··· Podany fragment

Ale jest i nieuczciwa konkurencja. Bo jeżeli ma pan niby prywatne szkoły, ale ma pan nieuczciwą konkurencję państwowych, które dają to samo za darmo, to jest oczywiście złamanie wszelkich reguł konkurencji. Trzeba zlikwidować państwowe szkolnictwo. Ja na przykład nie jestem zwolennikiem prywatyzacji szpitali, jestem zwolennikiem prywatyzacji całej służby zdrowia. Bo jeżeli sprywatyzujemy tylko szpitale, to natychmiast warstwa właścicieli szpitali będzie domagała się większych dotacji od NFZ, czyli trzeba zlikwidować NFZ i Ministerstwo Zdrowia.

Platforma Obywatelska – jak czytamy na pierwszej stronie dzisiejszej „Rzeczpospolitej” – zgodziła się na korektę reformy służby zdrowia.

Nic nie zrobi, jak zwykle. To jest kompromitacja.

Co jest kompromitacją?

Platforma Obywatelska to jest kompromitacja idei liberalizmu, z pomysłem kastrowania pedofilów na czele. Przecież oni w gospodarce nie zrobili nic. Ludzie się strasznie cieszą, popierają Platformę Obywatelską, bo się bali, że przyjdą liberałowie, a tu się okazuje, że nie robią żadnego liberalizmu, tylko odwrotnie.

······
··· Wyodrębnione wpisy

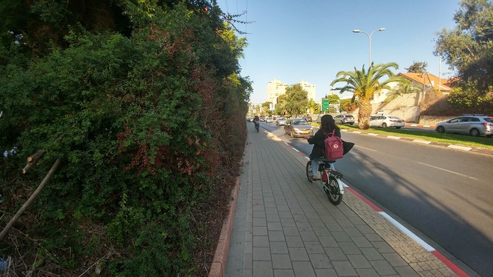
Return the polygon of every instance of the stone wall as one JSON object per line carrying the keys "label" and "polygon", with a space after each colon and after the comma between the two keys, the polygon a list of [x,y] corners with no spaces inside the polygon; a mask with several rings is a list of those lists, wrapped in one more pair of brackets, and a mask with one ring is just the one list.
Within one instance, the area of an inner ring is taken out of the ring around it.
{"label": "stone wall", "polygon": [[[428,94],[427,94],[428,95]],[[396,97],[389,103],[378,103],[372,105],[372,114],[380,112],[384,115],[391,115],[401,118],[406,123],[416,123],[420,125],[434,125],[435,124],[448,120],[455,115],[432,116],[421,115],[421,112],[420,105],[417,105],[417,96],[414,94],[404,94]],[[434,102],[435,99],[429,99]],[[421,105],[422,106],[422,105]],[[429,103],[426,106],[428,108],[432,108],[432,105]],[[358,120],[358,109],[351,113]]]}
{"label": "stone wall", "polygon": [[447,121],[449,119],[452,119],[453,116],[433,116],[433,115],[421,115],[419,116],[420,125],[426,125],[430,126],[434,126],[435,124]]}

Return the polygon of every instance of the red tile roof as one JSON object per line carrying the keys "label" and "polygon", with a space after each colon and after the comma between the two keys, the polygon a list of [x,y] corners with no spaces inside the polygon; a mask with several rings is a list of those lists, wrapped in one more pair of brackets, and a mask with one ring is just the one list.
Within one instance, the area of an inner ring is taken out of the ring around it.
{"label": "red tile roof", "polygon": [[437,91],[450,92],[452,90],[450,87],[451,79],[441,79],[441,78],[430,73],[399,73],[397,76],[401,76],[421,85],[423,85],[424,82],[425,86],[427,86],[433,84],[433,89]]}

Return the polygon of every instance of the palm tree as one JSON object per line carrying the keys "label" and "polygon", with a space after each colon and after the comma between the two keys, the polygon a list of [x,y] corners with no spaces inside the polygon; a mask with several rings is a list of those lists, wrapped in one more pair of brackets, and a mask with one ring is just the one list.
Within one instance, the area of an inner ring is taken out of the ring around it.
{"label": "palm tree", "polygon": [[[372,113],[372,105],[370,101],[375,91],[382,89],[390,89],[388,86],[389,83],[399,81],[399,78],[397,78],[390,70],[392,68],[397,69],[399,65],[395,62],[376,65],[373,65],[372,63],[368,71],[366,72],[363,64],[361,70],[358,70],[355,67],[354,72],[340,71],[338,72],[336,75],[337,79],[331,84],[331,86],[333,86],[339,82],[345,82],[344,86],[334,89],[340,91],[340,94],[345,91],[352,92],[353,94],[351,103],[353,103],[355,98],[358,97],[358,108],[360,108],[358,113],[358,121],[360,129],[366,130],[370,126],[370,115]],[[380,81],[380,79],[384,77],[387,77],[388,79]]]}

······

Zadanie pisemne A =
Oceń, czy każde z poniższych stwierdzeń zgadza się z fragmentem o prywatyzacji. Przy każdym odpowiedz „tak” lub „nie” i przytocz dosłownie słowa fragmentu, które o tym rozstrzygają.
(i) Mówiący popiera prywatyzację samych szpitali.
(ii) Według mówiącego trzeba zlikwidować NFZ i Ministerstwo Zdrowia.
(iii) Wiadomość o decyzji Platformy Obywatelskiej pochodzi z „Gazety Wyborczej”.
Zadanie pisemne B = Na co według fragmentu o prywatyzacji zgodziła się Platforma Obywatelska?
Zadanie pisemne C = Kontynuuj fragment o prywatyzacji, zaczynając po jego ostatnim zdaniu.
Wpisy to materiał odrębny od fragmentu o prywatyzacji.

Odpowiedź do zadania A =
(i) Nie: „nie jestem zwolennikiem prywatyzacji szpitali, jestem zwolennikiem prywatyzacji całej służby zdrowia”.
(ii) Tak: „trzeba zlikwidować NFZ i Ministerstwo Zdrowia”.
(iii) Nie: „jak czytamy na pierwszej stronie dzisiejszej „Rzeczpospolitej””.

Odpowiedź do zadania B = Na korektę reformy służby zdrowia.

Odpowiedź do zadania C =
Bo wiadomo, ze na świecie jest jeden i ostatni liberał, pan Janusz Korwin-Mikke.

Nie, jeszcze jest trochę takich.

Pomysł na ratowanie gospodarki światowej, pomysł płynący z Europy, na który nie chce się zgodzić odchodzący prezydent George Bush to jest kontrola i wspomaganie, zwiększenie kontroli światowego obiegu pieniądza. Czy to jest dobry pomysł? To chyba retoryczne pytanie, powie pan, że zły…

Wie pan jak wygląda buldog? Jak chwyci za szyję przeciwnika, zaciska [szczękę], i jak tylko poluzuje, to go chwyta. I tu jest to samo, jeśli jest dobrze, to biurokracja mówi: „o, jest dobrze, możemy przeznaczyć więcej środków na państwowe coś tam”, jak jest źle, mówi: „jest źle, trzeba ratować, zwiększyć państwowy…”. Jest to buldoży chwyt, który powoduje, że gospodarka upadnie, zacisną nam zęby na gardle i my się udusimy.

Ale jednak tworzenie skomplikowanych instrumentów doprowadziło od tego, że świat stanął na progu wielkiej recesji.

No więc właśnie mówię, musi być prywatny właściciel banku, a nie skomplikowany instrument finansowy.

Ale pan nie kupi banku, który jest wart 50 miliardów dolarów.

Nie rozumiem. Przecież ktoś go ma, czyli pieniądze są. Tylko system podatku progresywnego niszczy wielkich właścicieli. W Polsce musi być dziesięciu facetów, którzy są w stanie wysłać Polaka na Marsa. Musimy mieć bogaczy.

Ale żeby być bogaci, muszą jakoś na to zarobić, a to trwa dziesiątki, setki lat.

Ja sobie nie przypominam. W ’68 roku, kiedy była reforma Wilczka, to wtedy nagle fortuny powstawały z dnia na dzień.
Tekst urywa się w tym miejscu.